▶ _Required task_
In the camping account, what is the name of the state park where the family spent the night?

▶ _Selected excerpt_
---
‘We’re going camping,’ my sister-in-law mentioned one night. Casually. ‘Do you guys want to come with us?’ I considered the invitation. I’ve never in my many decades upon this earth spent the night out-of-doors. I attempted to, once, in a mountainous village in Bolivia. But after a couple of hours of tenting it, I decided I’d rather bunk with my then-teenaged sisters-in-law, than lie on the ground; over-analyzing every noise and rustle. Fully expecting to be attacked by some wild creature.

But we have these boy-children living with us, and they’re always begging to sleep in a tent.

I ran the invitation past the professor who stared at me wide-eyed, in disbelief, that I – non-camper – was suggesting we….camp. ‘It just seems like a good chance to try it,’ I explained. ‘We’ll be with other people who know what they’re doing (i.e. setting up camp) and it’s only one night. And it’s on the way to Michigan,’ I added. Because I’d had the other awesome idea to drive 7 hours to go to the beach in Saugatuck.

He posed the question to the oldest blond wonder. ‘Are you interested in going camping?’ the professor asked the Gort. ‘Yes, I’m interested!’ he replied without hesitation. And so it was settled we would go camping with the professor’s middle brother, wife and their two oldest girls.

A family friend had agreed to loan them a pop-up camper, thus it seemed I’d be spared the indignity of sleeping on the ground.

True to form, we packed nothing. We were en route to Michigan, and our van was filled with suitcases, a pack ‘n play, snacks. But nothing remotely useful for camping. No sleeping bags. No bedding. No pillows. No towels.

I considered our ill-preparedness on the drive to Pokagon State Park. ‘Agh, it’s just for one night,’ I decided.

One very long night.

Our companions arrived around 6.30pm. The professor and his brother began the arduous task of setting up camp. While the rest of us went to the ‘beach’.  Yes it may sound as though I got the better part of the deal there, but bear in mind not one of the three blond-wonders can swim. So taking them to the beach basically involves me standing in the sand, squinting into the sun and doing my best to count children. ‘One, two……..three.’ ‘One………two…….three? Three.’

Repeat. Repeat. Repeat.

The boys were in heaven, playing in the sand, frolicking in the water, and I questioned my decision to drive all the way to Saugatuck, Michigan, just so they could go to the beach. Surely they were just as happy with the state park’s gravelly sand and the cordoned off swim area where speedboats whizzed past every two minutes?

We returned to camp well past the dinner hour. The camper was ready. The tent was set-up. Somewhere, another camper sat awash in nostalgia – blaring the Eagles and Air Supply over his speakers.

I hadn’t expected a soundtrack for my camping experience. And certainly not the Eagles – much as I love them.

I set aside my pride and borrowed my sister-in-law’s towel to dry off the boys before helping them the wet, sandy boys into their pajamas.

It was dark. There was a fire – the kind that engulfs young, careless children who run toward it while looking backwards. People were trying to roast hot dogs and sort out bedding. And Percy kept running into the ropes securing the tent to the ground. Perhaps there is a more technical term for those ropes, but I am not aware of it.
---
▶ _Data supplied_
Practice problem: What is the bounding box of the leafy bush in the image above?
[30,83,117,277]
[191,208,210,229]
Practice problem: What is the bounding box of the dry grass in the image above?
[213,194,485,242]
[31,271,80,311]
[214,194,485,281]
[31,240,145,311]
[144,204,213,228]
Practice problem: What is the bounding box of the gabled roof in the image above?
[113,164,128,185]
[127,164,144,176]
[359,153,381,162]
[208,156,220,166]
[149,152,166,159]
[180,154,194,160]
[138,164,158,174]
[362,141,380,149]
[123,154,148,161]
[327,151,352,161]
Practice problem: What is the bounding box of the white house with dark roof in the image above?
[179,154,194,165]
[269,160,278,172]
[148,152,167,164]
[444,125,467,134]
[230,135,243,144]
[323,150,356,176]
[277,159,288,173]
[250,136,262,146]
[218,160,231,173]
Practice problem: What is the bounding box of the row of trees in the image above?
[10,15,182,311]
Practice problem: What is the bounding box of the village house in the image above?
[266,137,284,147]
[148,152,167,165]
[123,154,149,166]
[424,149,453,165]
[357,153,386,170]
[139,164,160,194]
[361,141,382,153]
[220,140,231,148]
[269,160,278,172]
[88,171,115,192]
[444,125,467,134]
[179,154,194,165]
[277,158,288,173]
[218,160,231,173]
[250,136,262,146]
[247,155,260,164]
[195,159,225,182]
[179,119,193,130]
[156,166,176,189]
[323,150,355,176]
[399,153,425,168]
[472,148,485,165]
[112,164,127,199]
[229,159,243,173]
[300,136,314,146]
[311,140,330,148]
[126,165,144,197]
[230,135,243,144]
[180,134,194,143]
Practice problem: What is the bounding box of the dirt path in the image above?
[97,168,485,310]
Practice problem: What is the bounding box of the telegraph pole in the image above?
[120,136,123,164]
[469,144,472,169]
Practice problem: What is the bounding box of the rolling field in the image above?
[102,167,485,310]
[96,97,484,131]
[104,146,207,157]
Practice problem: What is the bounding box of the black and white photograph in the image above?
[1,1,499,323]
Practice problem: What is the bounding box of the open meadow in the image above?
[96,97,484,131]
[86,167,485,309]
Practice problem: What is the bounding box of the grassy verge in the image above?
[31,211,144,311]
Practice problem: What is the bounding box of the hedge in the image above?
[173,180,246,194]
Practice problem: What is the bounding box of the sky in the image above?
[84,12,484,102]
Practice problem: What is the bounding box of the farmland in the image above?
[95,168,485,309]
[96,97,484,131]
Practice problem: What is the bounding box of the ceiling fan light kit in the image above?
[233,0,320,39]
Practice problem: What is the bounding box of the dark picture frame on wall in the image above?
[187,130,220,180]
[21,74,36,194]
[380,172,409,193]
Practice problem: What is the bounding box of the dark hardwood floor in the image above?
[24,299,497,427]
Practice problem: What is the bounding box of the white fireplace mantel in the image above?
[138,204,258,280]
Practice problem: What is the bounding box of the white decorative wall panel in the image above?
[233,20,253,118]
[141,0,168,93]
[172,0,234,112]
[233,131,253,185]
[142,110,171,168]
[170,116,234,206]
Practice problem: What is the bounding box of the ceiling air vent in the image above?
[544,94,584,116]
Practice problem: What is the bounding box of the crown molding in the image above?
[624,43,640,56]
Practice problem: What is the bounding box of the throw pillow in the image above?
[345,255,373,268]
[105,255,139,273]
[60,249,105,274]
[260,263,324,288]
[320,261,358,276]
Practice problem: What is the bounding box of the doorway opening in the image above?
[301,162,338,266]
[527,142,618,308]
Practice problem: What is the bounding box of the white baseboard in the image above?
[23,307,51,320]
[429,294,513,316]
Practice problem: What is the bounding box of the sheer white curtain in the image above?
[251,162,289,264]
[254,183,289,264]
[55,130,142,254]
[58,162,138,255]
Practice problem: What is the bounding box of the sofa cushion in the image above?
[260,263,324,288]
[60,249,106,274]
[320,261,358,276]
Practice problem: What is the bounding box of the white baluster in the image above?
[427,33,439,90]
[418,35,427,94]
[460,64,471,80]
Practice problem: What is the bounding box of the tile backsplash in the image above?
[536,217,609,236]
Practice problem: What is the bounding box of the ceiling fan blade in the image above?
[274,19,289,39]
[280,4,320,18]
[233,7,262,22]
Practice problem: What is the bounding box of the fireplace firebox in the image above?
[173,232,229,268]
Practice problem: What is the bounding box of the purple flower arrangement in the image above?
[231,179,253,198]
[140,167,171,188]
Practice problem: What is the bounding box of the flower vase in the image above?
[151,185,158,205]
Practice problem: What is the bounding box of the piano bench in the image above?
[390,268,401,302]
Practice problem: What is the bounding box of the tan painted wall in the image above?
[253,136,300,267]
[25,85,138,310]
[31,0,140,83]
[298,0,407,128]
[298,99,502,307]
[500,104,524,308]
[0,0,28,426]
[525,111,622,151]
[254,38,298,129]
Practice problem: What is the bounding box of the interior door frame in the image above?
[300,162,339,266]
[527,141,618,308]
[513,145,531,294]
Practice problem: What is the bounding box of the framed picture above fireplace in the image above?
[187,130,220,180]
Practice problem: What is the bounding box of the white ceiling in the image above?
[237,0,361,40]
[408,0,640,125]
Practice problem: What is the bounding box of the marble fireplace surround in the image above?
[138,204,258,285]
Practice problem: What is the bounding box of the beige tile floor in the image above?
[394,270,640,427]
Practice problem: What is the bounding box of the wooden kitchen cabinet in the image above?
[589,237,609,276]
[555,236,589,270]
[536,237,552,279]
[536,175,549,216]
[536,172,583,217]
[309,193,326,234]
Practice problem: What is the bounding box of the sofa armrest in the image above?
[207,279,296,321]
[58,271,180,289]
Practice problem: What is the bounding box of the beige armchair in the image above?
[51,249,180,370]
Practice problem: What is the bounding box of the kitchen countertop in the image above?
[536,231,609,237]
---
▶ _Completed exercise_
Pokagon State Park